En cuanto se entiende el capitalismo como sistema de competencia imperfecta y consecuencias no pretendidas, y no como un sistema de mercados perfectos, se puede aprovechar esa caraterización para modelar políticas económicas juiciosas.

Hacia finales del siglo XV -en la época en que Colón llegó a América- los venecianos crearon, a partir de la comprensión del progreso como un subproducto de la guerra y el gasto público, una nueva institución: las patentes. Al conceder a quien inventaba algo su monopolio durante siete años -el periodo normal para el aprendizaje de un artesano- los inventores podían gozar de los beneficios de los nuevos conocimientos obtenidos hasta entonces principalmente como subproducto de inversiones públicas muy meditadas. El progreso era la consecuencia de una competencia dinámica imperfecta. Una institución gemela de las patentes, conscientemente creada poco más o menos en aquella misma época, era la protección arancelaria, destinada a facilitar que las invenciones arraigaran en nuevas áreas geográficas.

El mecanismo vicios privados-beneficios públicos puede funcionar también a la inversa; vicios públicos-beneficios privados. Los vicios del gobierno -excesivo nacionalismo y belicosidad- inducían a menudo indirectamente beneficios privados a largo plazo. Muchos nuevos inventos importantes para la vida civil nacieron como subproducto de la guerra: los alimentos enlatados (guerra napoleónicas), la producción en masa con piezas estandarizadas (armas durante la guerra civil americana), el bolígrafo (fuerza aérea estadounidense durante la segunda guerra mundial), las alarmas antirrobo (guerra de Vietnam), los satélites de comunicación (el programa de “guerra de las galaxias”), etc. Si esto se entiende adecuadamente, se puede generar progreso económico evitando vías indirectas. Una vez que aceptemos que un factor importante del desarrollo económico es una gestión de recursos que exige rendimientos al borde de lo que es tecnológicamente posible, podremos invertir más dinero directamente en el sector sanitario, por ejemplo, y evitar totalmente la guerra.

## REGISTROS DE DATOS
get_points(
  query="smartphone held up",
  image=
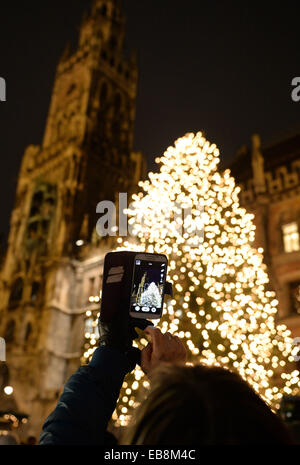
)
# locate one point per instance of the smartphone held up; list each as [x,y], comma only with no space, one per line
[134,282]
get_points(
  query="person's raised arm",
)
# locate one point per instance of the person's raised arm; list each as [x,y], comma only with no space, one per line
[90,395]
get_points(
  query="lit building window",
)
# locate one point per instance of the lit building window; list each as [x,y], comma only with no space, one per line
[290,237]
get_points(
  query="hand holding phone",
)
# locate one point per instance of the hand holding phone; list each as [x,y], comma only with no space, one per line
[164,347]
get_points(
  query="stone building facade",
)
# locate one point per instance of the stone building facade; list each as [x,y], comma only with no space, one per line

## TAREAS
a) Según el texto sobre el capitalismo y las patentes, ¿durante cuántos años concedían los venecianos el monopolio a quien inventaba algo?
b) Prolonga el texto sobre el capitalismo y las patentes a partir de su última oración.
Los registros no tienen ninguna relación con el texto.

## RESPUESTAS POR TAREA
a) Durante siete años, el periodo normal para el aprendizaje de un artesano.

b)
También se puede observar la tercera alternativa: vicios privados-virtudes públicas: lo que en primera instancia aparecen como virtudes públicas pueden de hecho convertirse en vicios sistémicos. Como veremos la ayuda sistemática al desarrollo puede convertirse en “colonialismo del bienestar” y en un instrumento para “gobernar a distancia” mediante el ejercicio de una forma particularmente sutil de control social neocolonial, no ostentosa y generadora de dependencia. Los objetivos de Milenio constituyen un caso paradigmático a este respecto. Recordemos el caso de Etiopía: dejando a un lado la intención inicial de apoyar generosamente a un gobierno, cuando éste deja de gozar del favor de los países donantes éstos tienen en sus manos la posibilidad de dejar de suministrar alimentos al país pobre. Sea un efecto pretendido o no, la virtud de ayudar a los pobres -impidiéndoles a la vez incorporarse a un capitalismo productivo- ha generado un sistema que puede alimentar vicios privados de corrupción y beligerancia. El colonialismo del bienestar impide la autonomía local mediante políticas bien intencionadas y generosas, pero en último término moralmente equivocadas. Crea en los países periféricos dependencias paralizantes del centro, un centro que ejerce el control mediante incentivos que crean una dependencia económica total, obstaculizando así la autonomía y la movilización política.